— WHAT IS REQUIRED —
Transcribe the entries exactly as they stand below, passing over any picture.

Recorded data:
- - - - -

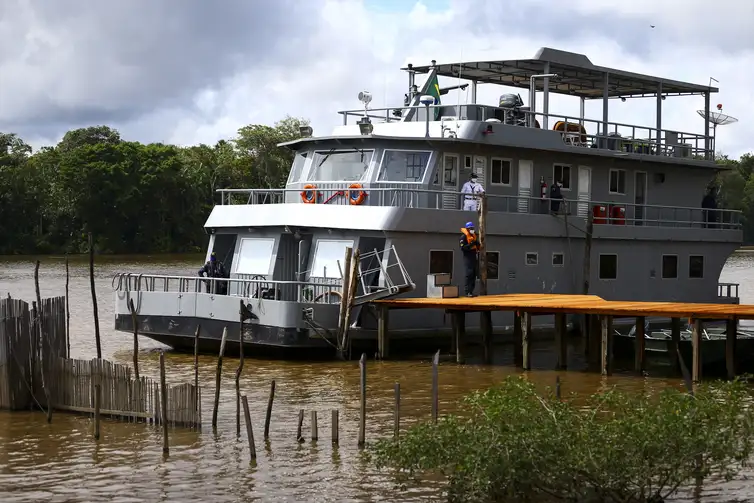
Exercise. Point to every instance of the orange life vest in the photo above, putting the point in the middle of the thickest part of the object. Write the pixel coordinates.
(471, 239)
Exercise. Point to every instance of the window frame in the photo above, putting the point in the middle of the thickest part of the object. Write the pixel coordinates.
(702, 275)
(510, 171)
(617, 192)
(570, 175)
(599, 266)
(662, 266)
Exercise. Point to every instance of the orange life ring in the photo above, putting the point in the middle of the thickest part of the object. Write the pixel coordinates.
(309, 194)
(360, 195)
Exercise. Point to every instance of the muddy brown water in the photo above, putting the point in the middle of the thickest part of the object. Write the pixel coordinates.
(61, 462)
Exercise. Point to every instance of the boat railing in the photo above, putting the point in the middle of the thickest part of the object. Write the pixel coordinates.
(314, 292)
(604, 212)
(575, 131)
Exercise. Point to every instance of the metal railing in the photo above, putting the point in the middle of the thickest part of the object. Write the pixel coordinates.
(605, 212)
(576, 131)
(326, 291)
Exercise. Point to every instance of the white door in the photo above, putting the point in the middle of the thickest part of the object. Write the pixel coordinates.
(450, 199)
(584, 191)
(525, 174)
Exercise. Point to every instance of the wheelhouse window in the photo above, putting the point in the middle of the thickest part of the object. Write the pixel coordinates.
(562, 173)
(617, 181)
(340, 165)
(329, 257)
(255, 256)
(297, 169)
(404, 165)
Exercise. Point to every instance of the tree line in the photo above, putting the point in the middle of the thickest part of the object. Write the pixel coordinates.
(155, 198)
(133, 197)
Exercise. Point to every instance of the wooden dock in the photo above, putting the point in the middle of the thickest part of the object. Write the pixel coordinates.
(598, 312)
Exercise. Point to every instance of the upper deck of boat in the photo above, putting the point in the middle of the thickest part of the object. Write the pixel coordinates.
(575, 304)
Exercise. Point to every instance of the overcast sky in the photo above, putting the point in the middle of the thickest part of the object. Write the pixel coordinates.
(190, 71)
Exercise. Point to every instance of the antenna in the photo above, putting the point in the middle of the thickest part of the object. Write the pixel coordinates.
(717, 119)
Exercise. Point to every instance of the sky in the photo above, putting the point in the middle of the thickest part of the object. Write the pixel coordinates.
(193, 71)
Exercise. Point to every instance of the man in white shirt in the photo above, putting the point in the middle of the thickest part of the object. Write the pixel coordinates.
(470, 190)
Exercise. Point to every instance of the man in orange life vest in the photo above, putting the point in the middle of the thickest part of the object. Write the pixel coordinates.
(470, 249)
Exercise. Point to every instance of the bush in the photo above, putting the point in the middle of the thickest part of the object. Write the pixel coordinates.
(515, 445)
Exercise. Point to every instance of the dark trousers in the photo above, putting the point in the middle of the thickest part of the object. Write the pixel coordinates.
(471, 271)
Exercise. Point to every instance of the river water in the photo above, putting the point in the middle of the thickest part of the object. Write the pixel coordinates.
(61, 462)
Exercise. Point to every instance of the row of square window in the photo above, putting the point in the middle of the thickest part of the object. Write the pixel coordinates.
(441, 261)
(500, 174)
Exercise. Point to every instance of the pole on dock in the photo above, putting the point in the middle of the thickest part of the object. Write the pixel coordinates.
(218, 377)
(94, 296)
(485, 316)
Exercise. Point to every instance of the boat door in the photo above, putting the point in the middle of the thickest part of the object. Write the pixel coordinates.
(450, 168)
(640, 196)
(584, 191)
(525, 176)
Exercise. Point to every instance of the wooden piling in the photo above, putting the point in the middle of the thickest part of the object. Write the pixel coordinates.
(731, 335)
(218, 377)
(97, 405)
(639, 346)
(607, 345)
(249, 429)
(335, 426)
(362, 399)
(94, 297)
(135, 324)
(383, 335)
(300, 426)
(561, 340)
(525, 335)
(696, 359)
(164, 405)
(268, 415)
(397, 413)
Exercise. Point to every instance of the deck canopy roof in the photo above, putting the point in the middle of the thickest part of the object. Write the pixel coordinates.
(577, 76)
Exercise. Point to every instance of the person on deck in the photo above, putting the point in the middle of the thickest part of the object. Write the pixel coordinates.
(215, 269)
(470, 190)
(470, 249)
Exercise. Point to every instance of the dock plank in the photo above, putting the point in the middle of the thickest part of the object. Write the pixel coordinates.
(575, 304)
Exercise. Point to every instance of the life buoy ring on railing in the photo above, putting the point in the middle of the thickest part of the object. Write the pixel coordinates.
(309, 194)
(360, 195)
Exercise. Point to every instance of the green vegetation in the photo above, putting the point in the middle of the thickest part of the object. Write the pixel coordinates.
(512, 444)
(134, 198)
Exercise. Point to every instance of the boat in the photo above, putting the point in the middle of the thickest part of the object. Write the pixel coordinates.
(387, 182)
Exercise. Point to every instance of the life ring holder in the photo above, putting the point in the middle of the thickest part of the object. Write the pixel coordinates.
(309, 194)
(328, 293)
(360, 195)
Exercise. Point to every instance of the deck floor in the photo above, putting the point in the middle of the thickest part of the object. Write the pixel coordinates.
(575, 304)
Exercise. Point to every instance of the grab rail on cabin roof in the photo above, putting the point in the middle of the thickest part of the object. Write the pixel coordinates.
(635, 214)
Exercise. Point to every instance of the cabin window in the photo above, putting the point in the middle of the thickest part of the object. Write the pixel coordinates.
(608, 266)
(669, 266)
(562, 173)
(558, 259)
(500, 171)
(493, 263)
(329, 258)
(255, 256)
(696, 266)
(340, 166)
(404, 166)
(441, 262)
(297, 169)
(618, 181)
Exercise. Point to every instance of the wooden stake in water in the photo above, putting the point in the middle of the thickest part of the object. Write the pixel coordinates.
(218, 377)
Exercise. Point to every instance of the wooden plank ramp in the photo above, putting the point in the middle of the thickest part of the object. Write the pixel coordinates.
(576, 304)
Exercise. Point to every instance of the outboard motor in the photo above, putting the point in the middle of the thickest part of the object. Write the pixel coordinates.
(512, 113)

- - - - -

— TASK OUTPUT —
Exercise. Point to every instance of the orange life vest in the photo above, putting the point in the middle of the thickest part of the object. Write the pixel coordinates.
(471, 239)
Exercise. Point to every instance of the window frame in the photo above, putting the point in the middle of the thickest part of the object. Write the pixel coordinates.
(702, 275)
(510, 171)
(617, 192)
(570, 175)
(599, 266)
(662, 266)
Exercise. Point to every instance of the orange life ring in the photo above, putting the point in the middle of the thickest part of the object. Write the pixel coordinates.
(309, 194)
(360, 195)
Exercise. Point to every instance of the muddy brown water in the photo above, putting the point in the middle of the thickest part of the object. Write the pixel coordinates.
(61, 462)
Exercise. Point to every instance of the boat railing in the photo above, putting the point in the middle of the thickest part of the object. Write the pixel coordinates.
(314, 292)
(604, 212)
(575, 131)
Exercise. Point to every instance of the metal railing in the photo above, putting the point in the middle of the thickest part of the object. Write the pixel coordinates.
(605, 212)
(576, 131)
(326, 291)
Exercise. Point to every instance of the white door in the photo above, putting the point in the middle of the thickest part of the object. Write the pixel coordinates.
(450, 199)
(584, 191)
(525, 174)
Exercise. Point to every instance of the wheelhouse window in the photo above, putting the point in the middle of the thickest part of the object. Write the pixel coordinates.
(562, 173)
(617, 181)
(340, 165)
(329, 257)
(255, 256)
(297, 169)
(404, 165)
Exercise. Point to every instance of the tree line in the photo above, putting the point in the middle of the thickest part of the object. Write the pixel coordinates.
(155, 198)
(133, 197)
Exercise. Point to every instance of the wooden dock in the photo above, putting the point in the middle of the thickest part of the object. Write the pixel coordinates.
(598, 312)
Exercise. Point to every instance of the upper deck of boat in the photo above, putting the point in the middle of the thickest part of the object. Write the pixel coordinates.
(575, 304)
Exercise. Point to every instance of the overcast sky in the photo above, putting the point in the middle of the thickest part of the object. Write the pixel coordinates.
(190, 71)
Exercise. Point to every instance of the antenna in the photo above, putting the point in the middle of the thickest part of the object. Write the pixel coordinates.
(717, 119)
Exercise. Point to every instance of the sky in the photo above, putting the point in the middle of the thickest part of the object. Write the pixel coordinates.
(193, 71)
Exercise. Point to every instance of the man in white shirt in the photo above, putting the point in the middle of the thickest part of the object. Write the pixel coordinates.
(470, 190)
Exercise. Point to every instance of the man in orange life vest in the photo above, putting the point in the middle of the thickest part of the object. Write the pixel coordinates.
(470, 249)
Exercise. Point to every instance of the bush in the photo above, putting the point in the middle of the thickest part of the object. Write the pixel coordinates.
(515, 445)
Exercise. Point to every instance of the dark trousers in the photo above, putting the point in the middle of the thickest part of the object. Write the pixel coordinates.
(471, 271)
Exercise. Point to every instance of the river water in the photo above, putting the point in the middle of the thickest part of the object. Write the pixel coordinates.
(61, 462)
Exercise. Point to every instance of the row of square window in the photo above, putting the point in the middle of the thickest part of the object. Write the pixel coordinates.
(441, 261)
(500, 174)
Exercise. Point to every instance of the pole on dock in the photo above, putting the point in the middle of the thickest part of the object. Write the pixel coordinates.
(218, 377)
(94, 296)
(485, 316)
Exercise. Point to every instance of the boat door in the photo above, putting the point in the middle of the thickest part of the object. Write the pixel coordinates.
(450, 168)
(640, 196)
(584, 191)
(525, 176)
Exercise. Point to every instance of the wooden piling in the photo above, putting the point in the middle of the thickest part of the object. Write the pixel coordinates.
(731, 335)
(218, 377)
(97, 405)
(639, 346)
(607, 345)
(249, 429)
(335, 426)
(362, 399)
(94, 297)
(135, 324)
(383, 335)
(300, 426)
(561, 340)
(525, 335)
(696, 359)
(164, 405)
(268, 415)
(397, 413)
Exercise. Point to every instance of the deck canopy roof in the photo above, putting the point in the middle of the thickest part of the object. Write the pixel coordinates.
(577, 76)
Exercise. Point to every instance of the person on deck in the photo above, putting the point in the middle of the thickest part of the object. Write the pixel coordinates.
(215, 269)
(470, 190)
(470, 249)
Exercise. Point to every instance of the dock plank in the photo above, putting the point in the middle of the thickest part of the object. Write the pixel coordinates.
(575, 304)
Exercise. Point to every instance of the life buoy ring on railing in the photo above, putting the point in the middle of the thickest part of the object. Write the pixel coordinates.
(309, 194)
(360, 195)
Exercise. Point to every instance of the green vegetation in the photo above, putting the point in the middle of the thickest part of the object. Write the pixel coordinates.
(512, 444)
(134, 198)
Exercise. Point to every instance of the boat in the photo above, putting the point in the middle of the thickest part of the object. Write the pixel coordinates.
(387, 182)
Exercise. Point to every instance of the life ring holder in the photo above, putting the point in the middle of the thickest part of the object. Write the pixel coordinates.
(309, 194)
(328, 293)
(360, 195)
Exercise. Point to every instance of the deck floor in the photo above, putting the point in the middle of the thickest part of the object. Write the pixel coordinates.
(575, 304)
Exercise. Point to every instance of the grab rail on cabin roof in the photo above, putting the point in the middle of the thickest part of the object. Write the pixel coordinates.
(635, 214)
Exercise. Point to every instance of the cabin window in the photo above, putting the point in the middle of the thickest part of the object. Write the pixel coordinates.
(608, 266)
(669, 266)
(562, 173)
(558, 259)
(500, 171)
(493, 263)
(329, 258)
(255, 256)
(696, 266)
(340, 166)
(404, 166)
(441, 262)
(297, 169)
(618, 181)
Exercise. Point to every instance of the wooden stake in water in the photo above, putting the point in the middle of the thickest part of the object. Write the pixel coordinates.
(218, 377)
Exercise. Point to every instance of the wooden plank ramp in the photo above, putting the point in the middle of the thickest part of the object. Write the pixel coordinates.
(576, 304)
Exercise. Point to every instance of the outboard motor in the photo above, putting the point in the middle of the thickest part of the object. Write the pixel coordinates.
(512, 113)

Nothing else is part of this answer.